Task statement:
Answer these questions from the program listings:
1. What ages of youth does the Family Transition Support Services goal aim to reach?
2. Over how long do youth and families in the Juvenile Diversion Team receive services, and how often does the team meet with them?
3. Join the Herd is a required step before which program?

Reading passage:
────────────────────────────────────────
4-H Spaces utilizes evidence based and research supported curricula to facilitate small group experiential educational lessons focused on engaging juveniles in life skills activities that improve and develop their critical thinking and decision-making skills. The juveniles apply their group experiences to their real-life daily interactions and challenges, to promote personal success and reduce the likelihood of becoming involved in or continued involvement in the court system. Contact: Charlenzo Belcher, Wake County Human Services, email@example.com, (919) 856-7308
Family Transition Support Services
This would be a collaboration between vocational support services with a job coach and peer mentor as well as a family-based therapy team to engage the family in assisting the youth transition to independence as well as decrease involvement with Juvenile Justice and improve overall family involvement. The goal of this program would be to decrease youth 16-18 involved in juvenile justice and give them a chance at change through work and therapy. Contact: Maximillian Shafir, Easterseals UCP, Maximillian.shafir@eastersealsUCP.com, (919) 291-3673
Juvenile Diversion Team
Program works with status offenders/ undisciplined youth at-risk for court involvement who exhibit issues such as truancy and non-compliance at home school, and/or community. Program will also work with 16-17-year-old low-level, first time offenders diverted from juvenile court. Youth and families receive assessment, skill building interventions, parenting skill building and crisis support/management over 3-4 months, meeting with them weekly in their homes. Contact: Wendy Easter, firstname.lastname@example.org, (919) 833-3312, Ext. 101
Serves juvenile court and teen court referred youth as well as youth from Alliance’s Wake Teen Diversion Program required to complete community service as a condition of court supervision or diversion contracts. Youth perform supervised community service and /or earn restitution owed to victims. Program provides advocacy services to victims of juvenile offenses. Youth earn approximately $14,500 in restitution and perform over 4,800 hours of service for nonprofits throughout Wake County. Contact: Wendy Easter, email@example.com, (919) 833-3312, Ext. 101
Second Round is a fitness-based, skill building intervention program that develops youth competencies in the areas of wellness, learning, leadership and community. The program is a no-cost, structured and supervised program during afterschool hours for Wake County youth. Contact: Wendy Easter, Haven House Services, firstname.lastname@example.org, (919) 833-3312, Ext. 101
Skills for Academic Success
The Juvenile Literacy Center provides weekly individual and small group tutoring sessions for youth who are court-involved or at risk of court involvement. Contact: Laura Walters, Triangle Literacy Council, email@example.com, (919) 787-5559
4-H SPACESTOO will utilize the Experiential Learning and Positive Youth Development theories as the foundation to implementation and primary model of group facilitation for youth ages 16-18. These theories are the foundation of 4-H and provide opportunities to enhance critical thinking and decision-making skills. Charlenzo Belcher, Wake County Human Services, firstname.lastname@example.org, (919) 250-1114
Join the Herd focuses on positive relationship building where females learn about the concepts of healthy boundaries and self-care while building self-esteem. Join the Herd is a required pre-requisite to CORRAL’s Riding Academy program.
────────────────────────────────────────
Records supplied:
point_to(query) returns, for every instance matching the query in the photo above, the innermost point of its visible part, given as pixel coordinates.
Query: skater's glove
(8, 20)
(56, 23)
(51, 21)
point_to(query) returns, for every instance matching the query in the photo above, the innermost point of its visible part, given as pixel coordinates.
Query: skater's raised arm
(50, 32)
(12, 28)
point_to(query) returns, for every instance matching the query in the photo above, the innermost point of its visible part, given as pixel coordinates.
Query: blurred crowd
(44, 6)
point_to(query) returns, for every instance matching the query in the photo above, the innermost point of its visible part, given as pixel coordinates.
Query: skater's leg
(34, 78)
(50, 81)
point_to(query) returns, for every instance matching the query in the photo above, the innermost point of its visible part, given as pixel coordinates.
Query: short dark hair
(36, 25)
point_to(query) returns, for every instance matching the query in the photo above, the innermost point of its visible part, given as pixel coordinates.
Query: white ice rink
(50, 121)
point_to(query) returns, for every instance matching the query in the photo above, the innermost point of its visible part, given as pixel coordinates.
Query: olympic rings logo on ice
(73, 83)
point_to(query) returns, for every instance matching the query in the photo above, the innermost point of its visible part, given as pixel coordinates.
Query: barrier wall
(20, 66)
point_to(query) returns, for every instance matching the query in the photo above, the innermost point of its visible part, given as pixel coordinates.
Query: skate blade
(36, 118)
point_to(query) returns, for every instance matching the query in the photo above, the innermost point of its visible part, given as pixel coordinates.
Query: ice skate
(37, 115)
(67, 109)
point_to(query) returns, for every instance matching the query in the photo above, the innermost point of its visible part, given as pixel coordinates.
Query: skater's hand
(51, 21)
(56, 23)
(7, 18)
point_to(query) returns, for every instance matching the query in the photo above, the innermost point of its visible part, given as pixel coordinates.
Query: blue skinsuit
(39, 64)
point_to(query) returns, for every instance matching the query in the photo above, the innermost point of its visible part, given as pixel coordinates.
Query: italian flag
────────────────────────────────────────
Output for this task:
1. Youth ages 16-18.
2. Over 3-4 months, meeting weekly in their homes.
3. CORRAL's Riding Academy program.